What to produce
Please reproduce the data below line for line, without changing anything.

Task inputs
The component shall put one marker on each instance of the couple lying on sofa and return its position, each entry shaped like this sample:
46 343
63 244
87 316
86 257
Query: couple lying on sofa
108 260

Solution to the exercise
The component shall put one marker on each instance of the couple lying on sofa and return its position, each entry shaped like this sample:
46 343
63 244
87 316
86 257
Query: couple lying on sofa
108 260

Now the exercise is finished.